EXERCISE REQUIREMENTS → Exactly as written, transcribe the lines that run from the one containing "Please mark the bus front" to the end of the records below.

* * * *

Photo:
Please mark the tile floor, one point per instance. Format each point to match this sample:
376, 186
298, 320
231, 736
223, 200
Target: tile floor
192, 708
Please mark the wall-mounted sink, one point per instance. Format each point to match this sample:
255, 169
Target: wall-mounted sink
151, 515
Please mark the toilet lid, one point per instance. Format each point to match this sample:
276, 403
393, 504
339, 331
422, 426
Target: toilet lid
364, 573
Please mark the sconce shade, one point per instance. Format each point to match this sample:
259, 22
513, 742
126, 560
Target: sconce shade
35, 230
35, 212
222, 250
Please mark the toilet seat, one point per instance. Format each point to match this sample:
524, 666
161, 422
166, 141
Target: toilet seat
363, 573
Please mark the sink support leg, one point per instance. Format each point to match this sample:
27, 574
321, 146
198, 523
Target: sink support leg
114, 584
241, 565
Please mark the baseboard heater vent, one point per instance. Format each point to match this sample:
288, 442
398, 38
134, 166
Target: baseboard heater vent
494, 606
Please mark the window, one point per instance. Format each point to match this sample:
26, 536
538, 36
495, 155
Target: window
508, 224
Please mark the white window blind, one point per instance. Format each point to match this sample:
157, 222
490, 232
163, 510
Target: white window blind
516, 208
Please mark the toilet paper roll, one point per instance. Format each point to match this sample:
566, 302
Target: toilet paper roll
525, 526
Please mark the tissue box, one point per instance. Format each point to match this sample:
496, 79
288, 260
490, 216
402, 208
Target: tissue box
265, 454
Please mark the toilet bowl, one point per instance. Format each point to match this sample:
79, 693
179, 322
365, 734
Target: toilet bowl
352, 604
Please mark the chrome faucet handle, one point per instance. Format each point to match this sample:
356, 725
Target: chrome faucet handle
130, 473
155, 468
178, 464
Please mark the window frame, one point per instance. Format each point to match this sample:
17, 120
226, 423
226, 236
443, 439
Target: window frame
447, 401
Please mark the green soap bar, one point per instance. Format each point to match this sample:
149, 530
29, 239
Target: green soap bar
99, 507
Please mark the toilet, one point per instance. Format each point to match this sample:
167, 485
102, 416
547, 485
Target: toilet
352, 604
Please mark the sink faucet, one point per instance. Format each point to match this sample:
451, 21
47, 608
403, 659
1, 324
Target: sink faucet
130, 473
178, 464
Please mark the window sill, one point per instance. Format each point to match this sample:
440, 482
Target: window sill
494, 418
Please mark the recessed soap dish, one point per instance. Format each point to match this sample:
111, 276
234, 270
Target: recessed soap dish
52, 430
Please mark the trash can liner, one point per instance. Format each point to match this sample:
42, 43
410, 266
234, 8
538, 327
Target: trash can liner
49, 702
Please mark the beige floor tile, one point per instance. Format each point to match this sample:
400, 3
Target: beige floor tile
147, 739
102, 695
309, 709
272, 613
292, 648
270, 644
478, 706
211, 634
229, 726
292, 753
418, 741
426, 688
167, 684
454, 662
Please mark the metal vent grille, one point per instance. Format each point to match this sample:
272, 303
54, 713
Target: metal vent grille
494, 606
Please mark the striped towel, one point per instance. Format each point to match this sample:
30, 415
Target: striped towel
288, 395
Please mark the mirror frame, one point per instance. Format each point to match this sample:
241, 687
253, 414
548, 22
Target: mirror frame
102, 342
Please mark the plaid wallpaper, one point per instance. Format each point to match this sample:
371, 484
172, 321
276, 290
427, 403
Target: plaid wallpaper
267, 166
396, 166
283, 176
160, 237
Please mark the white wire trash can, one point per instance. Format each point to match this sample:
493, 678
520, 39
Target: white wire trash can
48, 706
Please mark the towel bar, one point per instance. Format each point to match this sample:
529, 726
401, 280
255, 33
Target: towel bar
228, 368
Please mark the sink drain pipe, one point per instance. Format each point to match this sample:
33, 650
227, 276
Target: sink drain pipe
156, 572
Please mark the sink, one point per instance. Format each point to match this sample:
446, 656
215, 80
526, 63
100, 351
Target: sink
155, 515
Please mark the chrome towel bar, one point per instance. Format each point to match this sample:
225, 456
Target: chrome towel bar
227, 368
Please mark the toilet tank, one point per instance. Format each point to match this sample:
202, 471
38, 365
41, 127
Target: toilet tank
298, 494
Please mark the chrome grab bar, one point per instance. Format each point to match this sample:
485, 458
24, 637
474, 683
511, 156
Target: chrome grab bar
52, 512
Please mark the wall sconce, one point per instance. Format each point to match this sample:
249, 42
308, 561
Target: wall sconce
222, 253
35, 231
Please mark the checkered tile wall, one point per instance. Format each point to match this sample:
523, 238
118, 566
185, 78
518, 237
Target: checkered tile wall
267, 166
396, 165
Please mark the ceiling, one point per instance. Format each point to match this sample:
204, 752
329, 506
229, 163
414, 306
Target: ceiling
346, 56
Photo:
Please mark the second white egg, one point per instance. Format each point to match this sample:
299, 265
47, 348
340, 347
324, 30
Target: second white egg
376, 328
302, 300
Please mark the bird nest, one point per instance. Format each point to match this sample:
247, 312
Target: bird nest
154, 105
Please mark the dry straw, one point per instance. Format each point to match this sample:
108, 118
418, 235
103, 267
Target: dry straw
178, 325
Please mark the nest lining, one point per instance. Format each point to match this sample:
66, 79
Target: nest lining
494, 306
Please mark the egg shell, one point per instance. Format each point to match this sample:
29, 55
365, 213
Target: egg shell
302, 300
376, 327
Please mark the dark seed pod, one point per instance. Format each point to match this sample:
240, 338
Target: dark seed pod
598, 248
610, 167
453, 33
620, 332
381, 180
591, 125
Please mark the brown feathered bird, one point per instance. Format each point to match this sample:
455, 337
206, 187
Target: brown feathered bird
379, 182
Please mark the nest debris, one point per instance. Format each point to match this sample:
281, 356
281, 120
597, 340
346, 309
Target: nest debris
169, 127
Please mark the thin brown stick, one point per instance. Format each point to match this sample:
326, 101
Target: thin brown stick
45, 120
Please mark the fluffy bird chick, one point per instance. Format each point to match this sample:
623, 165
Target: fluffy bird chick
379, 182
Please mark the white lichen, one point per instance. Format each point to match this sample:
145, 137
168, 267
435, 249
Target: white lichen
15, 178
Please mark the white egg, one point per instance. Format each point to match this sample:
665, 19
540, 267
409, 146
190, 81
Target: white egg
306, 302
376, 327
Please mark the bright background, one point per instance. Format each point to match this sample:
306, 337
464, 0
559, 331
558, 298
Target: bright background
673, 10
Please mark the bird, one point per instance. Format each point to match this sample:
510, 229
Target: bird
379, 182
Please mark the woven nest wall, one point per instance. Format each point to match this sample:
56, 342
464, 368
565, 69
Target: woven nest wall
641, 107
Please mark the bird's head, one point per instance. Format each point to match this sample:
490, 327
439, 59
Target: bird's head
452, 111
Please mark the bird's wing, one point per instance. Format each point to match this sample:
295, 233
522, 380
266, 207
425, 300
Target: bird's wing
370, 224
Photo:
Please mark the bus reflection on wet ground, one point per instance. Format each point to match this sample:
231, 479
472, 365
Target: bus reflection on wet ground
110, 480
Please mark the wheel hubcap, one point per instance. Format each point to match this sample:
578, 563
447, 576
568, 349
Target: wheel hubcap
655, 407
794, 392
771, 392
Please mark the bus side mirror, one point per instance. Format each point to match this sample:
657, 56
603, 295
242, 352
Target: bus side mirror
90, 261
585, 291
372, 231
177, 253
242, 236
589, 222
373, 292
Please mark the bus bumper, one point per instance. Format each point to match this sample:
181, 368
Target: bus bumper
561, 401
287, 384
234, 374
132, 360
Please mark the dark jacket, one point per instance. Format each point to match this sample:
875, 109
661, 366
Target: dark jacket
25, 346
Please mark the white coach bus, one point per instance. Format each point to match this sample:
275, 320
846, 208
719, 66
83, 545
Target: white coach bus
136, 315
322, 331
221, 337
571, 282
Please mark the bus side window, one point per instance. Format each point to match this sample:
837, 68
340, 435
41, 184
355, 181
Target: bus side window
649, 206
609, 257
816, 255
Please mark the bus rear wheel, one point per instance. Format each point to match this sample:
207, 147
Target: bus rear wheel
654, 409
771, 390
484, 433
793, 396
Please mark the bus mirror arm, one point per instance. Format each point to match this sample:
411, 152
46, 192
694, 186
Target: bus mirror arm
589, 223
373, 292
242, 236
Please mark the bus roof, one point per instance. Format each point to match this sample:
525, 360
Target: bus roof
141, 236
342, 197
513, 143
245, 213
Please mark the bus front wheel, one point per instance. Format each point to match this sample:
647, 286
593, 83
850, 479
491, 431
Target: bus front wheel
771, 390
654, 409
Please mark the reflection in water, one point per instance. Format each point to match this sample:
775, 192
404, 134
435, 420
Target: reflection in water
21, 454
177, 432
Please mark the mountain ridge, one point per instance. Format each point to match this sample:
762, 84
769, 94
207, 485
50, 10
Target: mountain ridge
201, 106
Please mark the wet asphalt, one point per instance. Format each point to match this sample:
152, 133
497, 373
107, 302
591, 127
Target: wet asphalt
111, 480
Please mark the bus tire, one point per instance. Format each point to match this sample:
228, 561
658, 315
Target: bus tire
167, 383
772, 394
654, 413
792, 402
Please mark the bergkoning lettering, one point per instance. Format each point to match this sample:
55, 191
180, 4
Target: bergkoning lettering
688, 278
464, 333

* * * *

ANSWER FOR THIS EXERCISE →
Please mark the bus front wheel, one point per instance. Format each point to match this sample:
647, 286
593, 83
850, 479
491, 431
Target: bus front wheel
771, 390
654, 409
Please mark the reflection in water, one point per instance. Format each point to match this sample:
775, 192
404, 134
435, 420
Target: reflection in water
21, 454
177, 432
Please mark the mountain ridge, one point per instance. Format each point to match this sample:
762, 84
769, 94
207, 485
50, 10
Target: mountain ridge
201, 106
Please mark the wet asphalt, one point per instance. Format each point to match this sample:
152, 133
497, 373
107, 302
591, 127
Target: wet asphalt
111, 480
Please mark the bus tire, one point per instance. Format each point to match this sample:
228, 561
658, 315
Target: bus tire
167, 383
772, 394
654, 413
792, 402
Please mark the bergkoning lettering, one point per instance. Format each point to match this sample:
55, 191
180, 4
Target: bergkoning lettering
688, 278
464, 333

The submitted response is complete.